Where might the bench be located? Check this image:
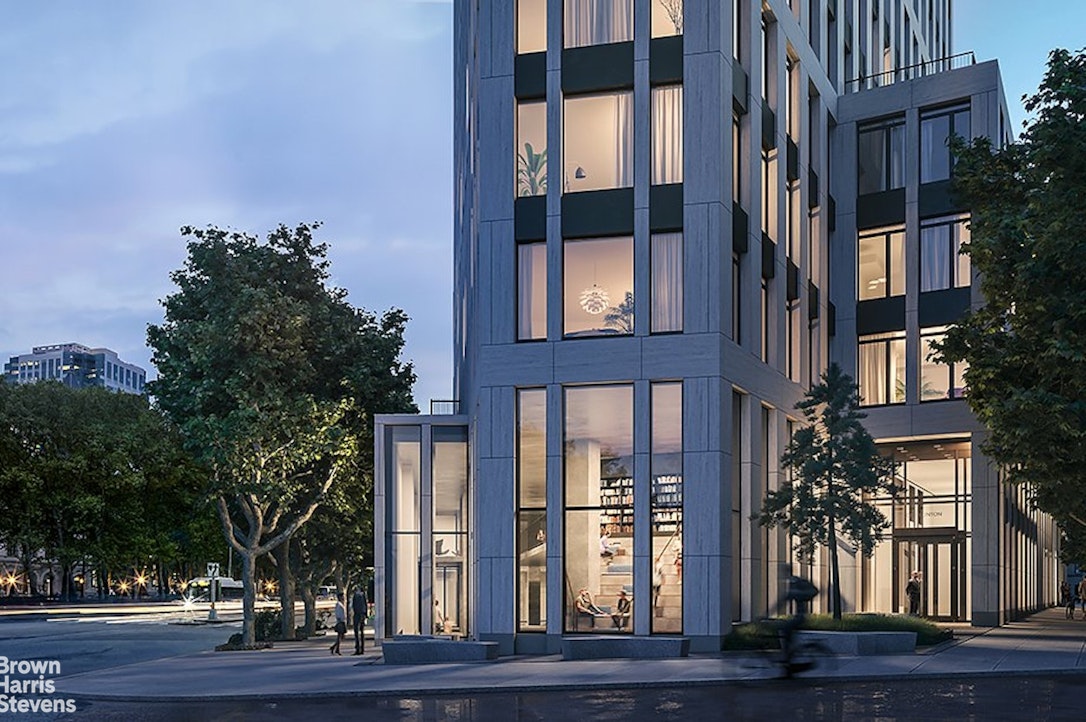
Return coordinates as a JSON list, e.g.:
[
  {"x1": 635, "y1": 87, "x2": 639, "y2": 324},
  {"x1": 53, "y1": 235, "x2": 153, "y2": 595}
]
[
  {"x1": 561, "y1": 635, "x2": 690, "y2": 659},
  {"x1": 381, "y1": 635, "x2": 498, "y2": 664}
]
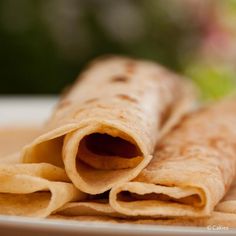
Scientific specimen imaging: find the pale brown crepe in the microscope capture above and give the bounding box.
[0,163,86,217]
[0,125,40,163]
[22,57,195,194]
[48,212,236,229]
[49,179,236,230]
[110,98,236,217]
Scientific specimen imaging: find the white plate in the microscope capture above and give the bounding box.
[0,97,236,236]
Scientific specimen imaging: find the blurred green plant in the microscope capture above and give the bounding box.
[185,63,236,100]
[0,0,236,99]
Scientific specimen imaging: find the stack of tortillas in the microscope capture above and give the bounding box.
[0,57,236,227]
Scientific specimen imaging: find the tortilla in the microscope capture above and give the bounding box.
[22,57,196,194]
[0,163,86,217]
[0,125,40,163]
[48,212,236,229]
[110,98,236,217]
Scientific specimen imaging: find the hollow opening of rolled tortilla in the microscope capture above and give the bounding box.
[77,133,143,169]
[117,191,202,207]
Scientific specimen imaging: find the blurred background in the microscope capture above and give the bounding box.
[0,0,236,100]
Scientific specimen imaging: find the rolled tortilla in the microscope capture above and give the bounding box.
[48,212,236,228]
[0,163,86,217]
[22,57,195,194]
[0,124,40,163]
[110,98,236,217]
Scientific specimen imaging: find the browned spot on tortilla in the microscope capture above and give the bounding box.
[111,75,129,83]
[116,94,138,103]
[84,98,98,104]
[125,61,136,74]
[74,108,85,118]
[57,99,71,109]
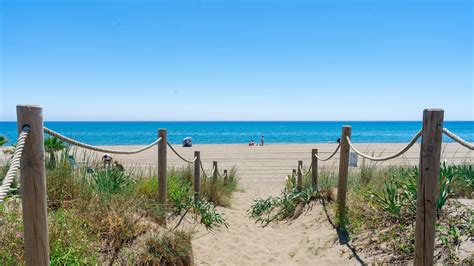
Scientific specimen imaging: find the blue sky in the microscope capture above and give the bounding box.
[0,0,474,121]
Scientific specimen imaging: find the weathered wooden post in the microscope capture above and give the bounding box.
[210,161,219,201]
[16,105,49,265]
[158,129,168,226]
[212,161,219,182]
[337,126,352,226]
[415,109,444,265]
[311,149,318,190]
[224,170,227,186]
[194,151,201,201]
[296,161,303,192]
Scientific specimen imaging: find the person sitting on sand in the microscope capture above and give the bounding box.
[102,153,112,167]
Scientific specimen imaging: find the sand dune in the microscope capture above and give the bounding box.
[2,143,474,265]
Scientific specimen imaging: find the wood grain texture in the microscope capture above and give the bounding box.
[158,129,168,225]
[16,105,49,265]
[311,149,318,190]
[337,126,352,225]
[415,109,444,265]
[194,151,201,201]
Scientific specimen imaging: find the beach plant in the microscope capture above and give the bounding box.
[136,231,193,265]
[44,137,66,167]
[248,186,317,227]
[0,135,8,147]
[92,168,132,194]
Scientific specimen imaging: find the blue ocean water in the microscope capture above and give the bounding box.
[0,121,474,145]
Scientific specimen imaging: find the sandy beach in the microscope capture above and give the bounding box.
[2,143,474,265]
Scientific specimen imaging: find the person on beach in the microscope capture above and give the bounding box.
[102,153,112,167]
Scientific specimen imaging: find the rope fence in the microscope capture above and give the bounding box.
[44,127,161,154]
[0,126,30,202]
[314,143,341,162]
[168,142,197,163]
[346,130,422,162]
[443,128,474,151]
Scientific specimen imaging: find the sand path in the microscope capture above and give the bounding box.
[0,143,474,265]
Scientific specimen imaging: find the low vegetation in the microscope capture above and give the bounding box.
[0,148,237,265]
[248,158,474,264]
[248,168,318,226]
[320,162,474,264]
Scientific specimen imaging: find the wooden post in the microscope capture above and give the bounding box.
[337,126,352,226]
[296,161,303,192]
[16,105,49,265]
[194,151,201,201]
[212,161,219,182]
[209,161,219,201]
[415,109,444,265]
[224,170,227,186]
[311,149,318,190]
[158,129,168,226]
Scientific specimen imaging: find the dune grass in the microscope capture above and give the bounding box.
[0,150,235,265]
[320,162,474,264]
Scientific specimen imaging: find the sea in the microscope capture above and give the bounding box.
[0,121,474,145]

[WHAT THIS TASK INVOLVES]
Restate every line from the one containing "Scientific specimen imaging: find the sea" through the end of the items, keeping the request wording unchanged. Multiply each bounding-box coordinate in the answers by 1.05 and round it to a whole number, rounding halves up.

[TASK ANSWER]
Scientific specimen imaging: find the sea in the microscope capture above and give the bounding box.
[0,127,498,152]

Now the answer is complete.